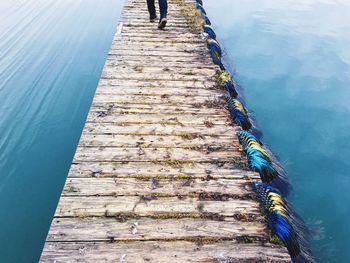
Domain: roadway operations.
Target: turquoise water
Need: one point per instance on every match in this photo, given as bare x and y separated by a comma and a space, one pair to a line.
293, 60
51, 57
291, 57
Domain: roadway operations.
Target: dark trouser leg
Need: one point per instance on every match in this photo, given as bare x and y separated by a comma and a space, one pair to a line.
163, 7
151, 9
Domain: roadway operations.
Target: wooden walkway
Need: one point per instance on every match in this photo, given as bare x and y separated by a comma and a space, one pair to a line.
158, 175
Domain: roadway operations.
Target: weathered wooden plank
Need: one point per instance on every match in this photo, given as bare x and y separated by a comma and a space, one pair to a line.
151, 206
224, 189
159, 129
159, 175
122, 229
152, 141
146, 171
160, 252
181, 121
200, 101
98, 154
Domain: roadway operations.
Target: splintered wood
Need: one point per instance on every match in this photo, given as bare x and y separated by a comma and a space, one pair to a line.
158, 175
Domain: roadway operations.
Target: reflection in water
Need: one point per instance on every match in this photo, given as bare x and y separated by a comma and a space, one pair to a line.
51, 53
293, 60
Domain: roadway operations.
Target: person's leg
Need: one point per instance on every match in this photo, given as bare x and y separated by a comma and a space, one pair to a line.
163, 7
151, 9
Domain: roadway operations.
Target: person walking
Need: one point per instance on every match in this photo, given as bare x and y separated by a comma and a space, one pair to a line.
163, 8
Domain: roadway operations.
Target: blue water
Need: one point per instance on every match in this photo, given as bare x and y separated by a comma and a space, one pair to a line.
292, 57
51, 57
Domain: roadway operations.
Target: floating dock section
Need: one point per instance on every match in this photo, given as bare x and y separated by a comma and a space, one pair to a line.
159, 174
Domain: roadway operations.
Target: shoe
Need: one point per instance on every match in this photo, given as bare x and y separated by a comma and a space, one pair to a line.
152, 20
162, 23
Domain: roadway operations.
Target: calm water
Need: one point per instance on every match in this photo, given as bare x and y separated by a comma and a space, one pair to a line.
292, 57
51, 56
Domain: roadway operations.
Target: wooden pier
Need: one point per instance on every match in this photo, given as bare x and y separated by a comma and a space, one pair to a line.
158, 175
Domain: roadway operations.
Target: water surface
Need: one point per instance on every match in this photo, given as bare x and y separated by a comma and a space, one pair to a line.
51, 57
293, 60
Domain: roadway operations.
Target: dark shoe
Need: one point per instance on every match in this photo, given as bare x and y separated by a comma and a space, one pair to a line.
152, 20
162, 23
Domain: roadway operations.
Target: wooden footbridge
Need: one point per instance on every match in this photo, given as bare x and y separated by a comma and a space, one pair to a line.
158, 175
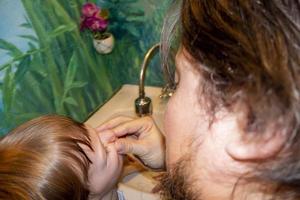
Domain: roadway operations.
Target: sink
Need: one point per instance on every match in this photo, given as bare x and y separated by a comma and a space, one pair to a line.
137, 182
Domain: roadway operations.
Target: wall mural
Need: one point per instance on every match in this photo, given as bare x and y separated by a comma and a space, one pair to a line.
47, 65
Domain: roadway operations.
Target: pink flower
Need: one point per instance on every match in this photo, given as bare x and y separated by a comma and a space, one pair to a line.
94, 24
89, 10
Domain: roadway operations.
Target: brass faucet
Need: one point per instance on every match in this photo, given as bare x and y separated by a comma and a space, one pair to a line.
143, 104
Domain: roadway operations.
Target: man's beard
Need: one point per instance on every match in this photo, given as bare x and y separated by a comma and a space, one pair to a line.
177, 183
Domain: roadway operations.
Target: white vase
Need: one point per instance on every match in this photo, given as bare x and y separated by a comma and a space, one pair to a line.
104, 46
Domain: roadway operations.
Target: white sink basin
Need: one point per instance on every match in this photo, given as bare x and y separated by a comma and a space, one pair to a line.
138, 184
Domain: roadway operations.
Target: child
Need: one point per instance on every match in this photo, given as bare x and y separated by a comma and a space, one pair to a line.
53, 157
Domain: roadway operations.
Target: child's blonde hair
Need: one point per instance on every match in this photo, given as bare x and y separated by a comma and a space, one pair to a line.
42, 159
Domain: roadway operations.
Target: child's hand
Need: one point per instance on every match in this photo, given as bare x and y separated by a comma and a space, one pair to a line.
140, 137
106, 166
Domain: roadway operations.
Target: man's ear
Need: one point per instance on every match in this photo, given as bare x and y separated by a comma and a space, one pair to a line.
259, 148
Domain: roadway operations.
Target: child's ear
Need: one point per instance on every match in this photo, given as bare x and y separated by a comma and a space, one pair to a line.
260, 148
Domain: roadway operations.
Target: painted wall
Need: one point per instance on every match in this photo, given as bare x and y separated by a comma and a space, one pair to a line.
48, 66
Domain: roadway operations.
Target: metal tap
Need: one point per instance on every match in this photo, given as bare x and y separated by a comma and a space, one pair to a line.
143, 104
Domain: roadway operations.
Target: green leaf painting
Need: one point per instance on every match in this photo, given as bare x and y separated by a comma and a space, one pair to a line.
56, 70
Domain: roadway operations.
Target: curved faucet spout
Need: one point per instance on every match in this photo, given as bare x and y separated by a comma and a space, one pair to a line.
151, 52
143, 104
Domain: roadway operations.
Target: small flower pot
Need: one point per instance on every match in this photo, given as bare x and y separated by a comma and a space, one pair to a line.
105, 45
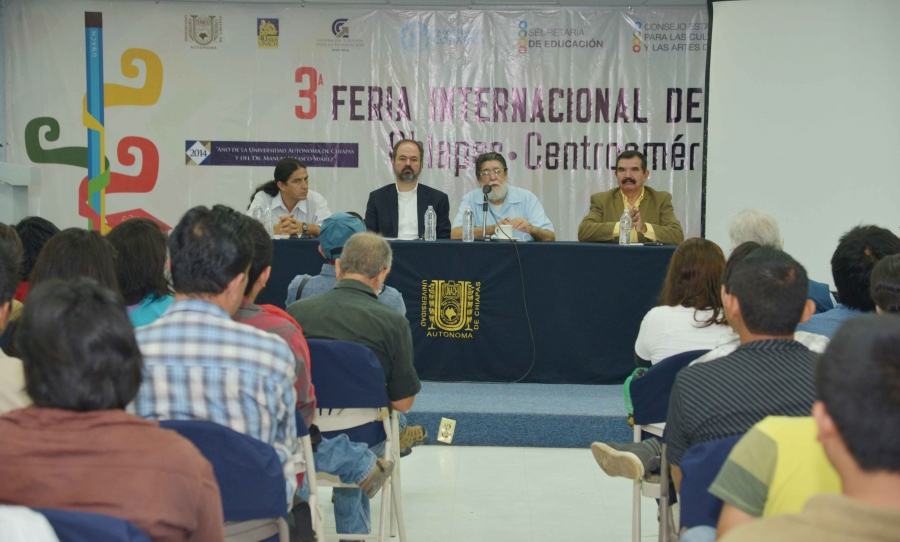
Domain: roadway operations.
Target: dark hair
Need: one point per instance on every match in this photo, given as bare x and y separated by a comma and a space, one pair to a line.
78, 348
414, 142
857, 378
208, 249
851, 265
10, 262
737, 255
263, 251
885, 284
487, 157
693, 278
75, 252
141, 259
283, 171
771, 288
627, 155
34, 232
8, 235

### Problem statement:
Look through the entries above and copy each line that has "child" in it.

### Written reply:
Target: child
Target: child's blonde hair
Target: child's hand
Target: child's ear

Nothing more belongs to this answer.